Written request
Copy all of the records below word for word, leaving out the pictures.

Stored entries
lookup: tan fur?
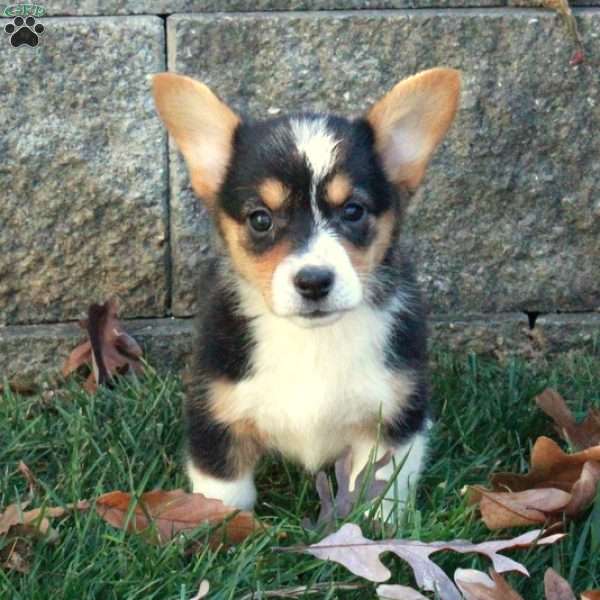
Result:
[341,210,395,278]
[218,213,291,305]
[152,73,240,207]
[258,177,289,211]
[367,68,460,189]
[325,173,352,206]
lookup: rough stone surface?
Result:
[0,314,600,386]
[535,314,600,354]
[37,0,600,16]
[0,17,168,324]
[167,9,600,315]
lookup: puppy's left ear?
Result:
[152,73,240,208]
[366,69,460,190]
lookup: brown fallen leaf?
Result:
[377,585,429,600]
[544,569,577,600]
[303,448,392,529]
[236,581,366,600]
[454,569,523,600]
[469,486,573,529]
[96,490,263,546]
[491,436,600,492]
[63,299,142,393]
[535,388,600,450]
[277,523,564,600]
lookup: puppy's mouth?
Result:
[289,308,349,328]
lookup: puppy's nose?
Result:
[294,267,334,300]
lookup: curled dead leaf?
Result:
[277,523,564,600]
[535,388,600,450]
[96,490,263,546]
[63,299,142,393]
[454,569,523,600]
[377,585,428,600]
[491,436,600,492]
[470,486,572,529]
[304,448,392,529]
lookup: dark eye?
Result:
[248,208,273,233]
[342,202,365,223]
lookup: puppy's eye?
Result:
[342,201,366,223]
[248,208,273,233]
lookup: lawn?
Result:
[0,354,600,600]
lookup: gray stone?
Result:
[167,9,600,315]
[0,314,600,387]
[0,17,168,324]
[429,313,531,358]
[36,0,600,16]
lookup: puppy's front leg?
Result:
[350,430,427,520]
[186,400,263,510]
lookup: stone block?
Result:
[167,9,600,315]
[0,17,168,324]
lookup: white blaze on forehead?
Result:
[290,118,339,222]
[290,119,339,181]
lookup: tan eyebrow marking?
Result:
[258,177,289,210]
[325,173,352,206]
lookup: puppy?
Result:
[153,69,460,513]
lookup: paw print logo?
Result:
[4,17,44,48]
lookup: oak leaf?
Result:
[96,490,262,546]
[279,523,564,600]
[377,585,428,600]
[303,448,392,529]
[535,388,600,450]
[63,299,142,393]
[454,569,523,600]
[544,569,577,600]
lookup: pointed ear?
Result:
[367,69,460,190]
[152,73,240,206]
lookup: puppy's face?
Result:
[154,69,459,326]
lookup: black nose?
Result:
[294,267,333,300]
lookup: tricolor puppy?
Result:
[153,69,460,512]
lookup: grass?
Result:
[0,354,600,600]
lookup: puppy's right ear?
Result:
[152,73,240,207]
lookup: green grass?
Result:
[0,355,600,600]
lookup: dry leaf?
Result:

Worked answer
lookup: tan fur?
Result:
[341,210,395,278]
[218,213,291,305]
[152,73,240,207]
[258,177,289,211]
[367,68,460,189]
[325,173,352,206]
lookup: rough stone surface?
Result:
[0,314,600,386]
[535,314,600,354]
[37,0,600,16]
[0,17,168,324]
[167,9,600,315]
lookup: puppy's left ear?
Result:
[152,73,240,208]
[366,69,460,190]
lookup: brown fallen leaf?
Result:
[377,585,429,600]
[544,569,577,600]
[303,448,392,529]
[236,581,366,600]
[454,569,523,600]
[469,486,573,529]
[96,490,263,546]
[491,436,600,492]
[63,299,142,393]
[535,388,600,450]
[277,523,564,600]
lookup: puppy's mouth?
Result:
[289,308,349,328]
lookup: puppy's nose?
Result:
[294,267,334,300]
lookup: curled dead leaf?
Result:
[277,523,564,600]
[535,388,600,450]
[96,490,263,546]
[63,299,142,393]
[454,569,523,600]
[377,585,428,600]
[491,436,600,492]
[470,486,572,529]
[304,448,392,529]
lookup: dark eye?
Result:
[248,208,273,233]
[342,202,365,223]
lookup: puppy's eye?
Result:
[342,201,366,223]
[248,208,273,233]
lookup: lawn?
Result:
[0,354,600,600]
lookup: gray stone?
Result:
[167,9,600,315]
[0,314,600,387]
[0,17,168,324]
[429,313,531,358]
[36,0,600,16]
lookup: puppy's front leg?
Result:
[350,430,427,520]
[186,400,263,510]
lookup: stone block?
Result:
[167,9,600,315]
[0,17,168,324]
lookup: white blaze on forehead?
Result:
[290,118,339,222]
[290,119,339,181]
lookup: tan eyebrow marking?
Result:
[258,177,289,210]
[325,173,352,206]
lookup: puppy?
Result:
[153,69,460,513]
lookup: paw print logo?
Result:
[4,17,44,48]
lookup: oak leaf?
Result:
[96,490,262,546]
[279,523,564,600]
[377,585,428,600]
[303,448,392,529]
[535,388,600,450]
[63,299,142,393]
[454,569,523,600]
[544,569,577,600]
lookup: pointed ear?
Result:
[367,69,460,190]
[152,73,240,206]
lookup: puppy's face?
Result:
[154,69,459,326]
lookup: black nose?
Result:
[294,267,333,300]
lookup: tricolor puppy?
Result:
[153,69,460,512]
lookup: grass?
Result:
[0,354,600,600]
lookup: puppy's right ear?
Result:
[152,73,240,207]
lookup: green grass?
Result:
[0,355,600,600]
lookup: dry leaf?
Result:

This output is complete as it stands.